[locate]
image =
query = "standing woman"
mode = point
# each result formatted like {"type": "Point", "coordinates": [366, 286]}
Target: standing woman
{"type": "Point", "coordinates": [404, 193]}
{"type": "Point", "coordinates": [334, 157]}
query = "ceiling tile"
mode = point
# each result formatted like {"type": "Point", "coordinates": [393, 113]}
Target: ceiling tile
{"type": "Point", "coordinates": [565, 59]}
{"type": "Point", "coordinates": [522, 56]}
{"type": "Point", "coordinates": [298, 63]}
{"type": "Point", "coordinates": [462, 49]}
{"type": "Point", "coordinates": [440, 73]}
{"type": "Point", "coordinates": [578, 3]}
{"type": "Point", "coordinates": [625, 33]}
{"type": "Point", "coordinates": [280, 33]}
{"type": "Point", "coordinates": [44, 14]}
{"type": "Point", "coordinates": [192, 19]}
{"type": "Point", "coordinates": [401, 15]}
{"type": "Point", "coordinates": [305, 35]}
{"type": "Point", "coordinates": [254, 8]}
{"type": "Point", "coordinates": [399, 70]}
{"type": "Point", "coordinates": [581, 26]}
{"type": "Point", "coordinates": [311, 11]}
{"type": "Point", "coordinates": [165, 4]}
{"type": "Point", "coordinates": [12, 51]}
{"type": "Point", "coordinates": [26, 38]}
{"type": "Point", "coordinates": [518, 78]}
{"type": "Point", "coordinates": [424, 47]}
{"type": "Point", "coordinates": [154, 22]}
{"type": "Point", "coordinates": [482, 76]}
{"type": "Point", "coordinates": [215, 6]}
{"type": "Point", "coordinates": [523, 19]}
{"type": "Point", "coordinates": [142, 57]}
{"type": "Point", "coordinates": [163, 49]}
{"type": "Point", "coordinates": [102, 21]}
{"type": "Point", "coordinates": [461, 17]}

# Problem to solve
Copy every one of the rows above word for word, leaving nothing out and changing nothing.

# The completed task
[locate]
image =
query = "standing woman"
mode = point
# each result formatted like {"type": "Point", "coordinates": [366, 286]}
Target: standing woman
{"type": "Point", "coordinates": [404, 193]}
{"type": "Point", "coordinates": [334, 157]}
query = "ceiling tile"
mode = point
# each result formatted like {"type": "Point", "coordinates": [393, 113]}
Target: ceiling tile
{"type": "Point", "coordinates": [565, 59]}
{"type": "Point", "coordinates": [522, 56]}
{"type": "Point", "coordinates": [298, 63]}
{"type": "Point", "coordinates": [462, 49]}
{"type": "Point", "coordinates": [440, 73]}
{"type": "Point", "coordinates": [578, 3]}
{"type": "Point", "coordinates": [625, 33]}
{"type": "Point", "coordinates": [280, 33]}
{"type": "Point", "coordinates": [44, 14]}
{"type": "Point", "coordinates": [192, 19]}
{"type": "Point", "coordinates": [401, 15]}
{"type": "Point", "coordinates": [305, 35]}
{"type": "Point", "coordinates": [254, 8]}
{"type": "Point", "coordinates": [399, 70]}
{"type": "Point", "coordinates": [581, 26]}
{"type": "Point", "coordinates": [311, 11]}
{"type": "Point", "coordinates": [165, 4]}
{"type": "Point", "coordinates": [12, 51]}
{"type": "Point", "coordinates": [26, 38]}
{"type": "Point", "coordinates": [518, 78]}
{"type": "Point", "coordinates": [424, 47]}
{"type": "Point", "coordinates": [154, 22]}
{"type": "Point", "coordinates": [482, 76]}
{"type": "Point", "coordinates": [215, 6]}
{"type": "Point", "coordinates": [523, 19]}
{"type": "Point", "coordinates": [142, 57]}
{"type": "Point", "coordinates": [163, 49]}
{"type": "Point", "coordinates": [102, 21]}
{"type": "Point", "coordinates": [461, 17]}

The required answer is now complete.